■ **Goal of the exercise**:
Copy every one of the entries below verbatim, keeping each line unchanged and in its original order.

■ **Stored rows**:
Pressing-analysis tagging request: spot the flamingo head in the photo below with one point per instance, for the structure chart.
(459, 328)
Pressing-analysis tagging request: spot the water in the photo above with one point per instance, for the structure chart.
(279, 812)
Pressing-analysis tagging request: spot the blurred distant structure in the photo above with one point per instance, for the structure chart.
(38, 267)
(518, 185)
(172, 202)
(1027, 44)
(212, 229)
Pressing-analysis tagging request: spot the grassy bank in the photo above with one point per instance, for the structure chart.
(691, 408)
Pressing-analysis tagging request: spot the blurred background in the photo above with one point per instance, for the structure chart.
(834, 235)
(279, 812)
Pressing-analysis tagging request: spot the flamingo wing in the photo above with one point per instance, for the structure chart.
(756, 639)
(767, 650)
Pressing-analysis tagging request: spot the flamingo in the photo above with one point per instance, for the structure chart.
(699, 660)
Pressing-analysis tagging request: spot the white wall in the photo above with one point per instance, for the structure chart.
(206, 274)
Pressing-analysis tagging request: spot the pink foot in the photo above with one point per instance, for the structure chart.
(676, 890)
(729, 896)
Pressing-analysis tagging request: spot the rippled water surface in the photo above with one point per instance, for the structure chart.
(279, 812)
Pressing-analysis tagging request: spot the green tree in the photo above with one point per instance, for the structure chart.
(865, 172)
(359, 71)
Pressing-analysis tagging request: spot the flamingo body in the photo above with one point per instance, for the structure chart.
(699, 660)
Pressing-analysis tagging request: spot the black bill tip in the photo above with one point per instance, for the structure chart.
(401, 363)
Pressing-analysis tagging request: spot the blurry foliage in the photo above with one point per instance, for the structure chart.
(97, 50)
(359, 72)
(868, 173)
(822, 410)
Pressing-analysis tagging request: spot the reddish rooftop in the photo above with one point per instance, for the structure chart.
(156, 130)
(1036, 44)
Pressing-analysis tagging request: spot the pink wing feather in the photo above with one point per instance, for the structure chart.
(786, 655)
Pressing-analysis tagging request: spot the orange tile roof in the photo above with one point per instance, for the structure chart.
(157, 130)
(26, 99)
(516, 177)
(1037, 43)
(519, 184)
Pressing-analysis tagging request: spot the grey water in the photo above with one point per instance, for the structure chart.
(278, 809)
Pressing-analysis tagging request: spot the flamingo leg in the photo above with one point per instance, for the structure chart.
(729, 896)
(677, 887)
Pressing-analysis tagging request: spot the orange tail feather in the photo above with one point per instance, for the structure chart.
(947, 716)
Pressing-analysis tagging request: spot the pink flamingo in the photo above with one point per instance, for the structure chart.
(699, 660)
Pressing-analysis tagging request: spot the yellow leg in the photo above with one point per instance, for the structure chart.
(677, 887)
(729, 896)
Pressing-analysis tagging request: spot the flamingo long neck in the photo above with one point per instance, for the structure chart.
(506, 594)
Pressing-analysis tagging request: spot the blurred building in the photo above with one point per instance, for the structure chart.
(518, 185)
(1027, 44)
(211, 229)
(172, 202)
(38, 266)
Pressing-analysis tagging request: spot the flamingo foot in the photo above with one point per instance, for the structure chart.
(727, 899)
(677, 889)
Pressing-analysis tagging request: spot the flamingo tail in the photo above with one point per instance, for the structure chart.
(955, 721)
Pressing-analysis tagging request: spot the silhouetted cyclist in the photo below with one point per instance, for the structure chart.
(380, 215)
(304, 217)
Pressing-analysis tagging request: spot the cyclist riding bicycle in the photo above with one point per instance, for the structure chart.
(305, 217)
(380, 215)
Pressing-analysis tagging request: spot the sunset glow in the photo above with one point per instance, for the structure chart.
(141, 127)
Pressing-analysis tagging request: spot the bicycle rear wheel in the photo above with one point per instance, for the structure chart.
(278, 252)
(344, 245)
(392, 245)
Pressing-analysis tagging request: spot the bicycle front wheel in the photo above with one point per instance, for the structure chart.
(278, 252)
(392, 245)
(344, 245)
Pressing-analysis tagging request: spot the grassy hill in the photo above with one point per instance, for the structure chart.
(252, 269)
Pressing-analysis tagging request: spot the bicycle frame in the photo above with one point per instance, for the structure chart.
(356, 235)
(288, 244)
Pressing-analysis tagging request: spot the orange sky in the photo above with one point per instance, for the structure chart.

■ **Worked answer**:
Pressing-analysis tagging request: spot the flamingo head in the photo below with one point per instance, for the structure chart.
(459, 328)
Pressing-analysis tagging request: spot the water in the photo above with one point per instance, for the structure chart.
(279, 812)
Pressing-analysis tagging request: spot the blurred distant structure in the photo above with one point per instance, for the structure chart.
(38, 267)
(518, 185)
(172, 202)
(1027, 44)
(212, 229)
Pressing-analysis tagging request: spot the grassy bank in the photo above with one point per instance, for the structure chart.
(691, 408)
Pressing-analysis tagging request: spot the blurred background in the photo above with one point per instance, for the structure chart.
(834, 235)
(279, 812)
Pressing-analysis tagging request: spot the flamingo wing in the photo above with one point per instance, for the structure chart.
(756, 639)
(767, 650)
Pressing-analysis tagging request: spot the flamingo in the photo above with one point per instance, for the structure chart.
(699, 660)
Pressing-analysis tagging request: spot the white wall in the photo above with one point per instance, for the structure chart.
(206, 274)
Pressing-analysis tagging request: spot the pink foot in the photo above with one point per instance, for the structure chart.
(676, 890)
(729, 896)
Pressing-analysis tagging request: spot the rippled water surface in the photo above with one point per instance, for the structure chart.
(279, 812)
Pressing-analysis tagging request: spot the green tree in the photo above with one point per instance, for the structure chart.
(865, 172)
(359, 71)
Pressing-analysis tagging request: spot the flamingo body in the photo above with one point per instance, for the structure chart.
(699, 660)
Pressing-analysis tagging request: spot the black bill tip in the photo above with one point per instance, for the structure chart.
(401, 363)
Pressing-analysis tagging request: spot the blurry foliage in the photo above with one point per instance, for the structure chart.
(97, 50)
(359, 72)
(868, 173)
(822, 410)
Pressing-analysis tagging request: spot the reddish rooftop in the photo above with one point per instance, for the structure chart.
(156, 130)
(1036, 44)
Pressing-analysis tagging request: spot the pink wing feather in the photo above with one point per instance, for the structure chart.
(786, 655)
Pressing-analysis tagging request: spot the orange tile roof in the photo above with one point per instance, for the structure chart.
(157, 130)
(26, 99)
(516, 177)
(1037, 43)
(519, 184)
Pressing-analysis tagging request: spot the grey water in the photo above with one point per instance, for the structure chart.
(278, 809)
Pressing-analysis tagging request: spot the flamingo leg in the photo above with one point per instance, for the structure chart.
(729, 896)
(677, 887)
Pressing-analysis tagging request: spot the orange tail feather in the photo above with one point per instance, for the structure chart.
(947, 716)
Pressing-analysis tagging request: spot the pink flamingo in the photo above with one point per instance, for the structure chart.
(699, 660)
Pressing-analysis tagging request: spot the yellow leg in the photo above with one point per instance, for the structure chart.
(677, 887)
(729, 896)
Pressing-analysis tagging request: spot the flamingo long neck in the photo above with one point per instance, for the structure chart.
(506, 594)
Pressing-analysis tagging request: spot the blurred building in the photo above with one point per instance, for the structure chart.
(518, 185)
(1027, 44)
(211, 229)
(172, 202)
(38, 266)
Pressing-analysis tagging request: spot the flamingo foot in the photo above with one point per instance, for the structure chart.
(727, 899)
(677, 889)
Pressing-analysis tagging request: spot the flamingo tail in the photo above with one point per instance, for the structure chart.
(955, 721)
Pressing-analysis tagging request: spot the silhouetted cyclist in the photo below with one point per instance, for the structure chart.
(380, 215)
(304, 217)
Pressing-analysis tagging request: spot the cyclist riding bicycle in the photo above with one point per instance, for the structure chart.
(305, 217)
(380, 215)
Pressing-analysis tagging request: spot the sunset glow in the photo above with one point per instance, for the structure chart.
(141, 127)
Pressing-analysis tagging request: spot the bicycle rear wheel in the photo above with one point per instance, for the structure chart.
(278, 252)
(344, 245)
(392, 245)
Pressing-analysis tagging request: spot the bicycle front wheel in the photo above with one point per instance, for the structure chart.
(278, 252)
(392, 245)
(344, 245)
Pressing-analysis tagging request: spot the grassy hill in the photo above with one point per instance, for the structure chart.
(252, 269)
Pressing-analysis tagging request: spot the bicycle frame in the photo above with one point per instance, for the structure chart.
(356, 235)
(288, 244)
Pressing-analysis tagging request: spot the orange sky in the photo above with one point per instance, for the structure chart.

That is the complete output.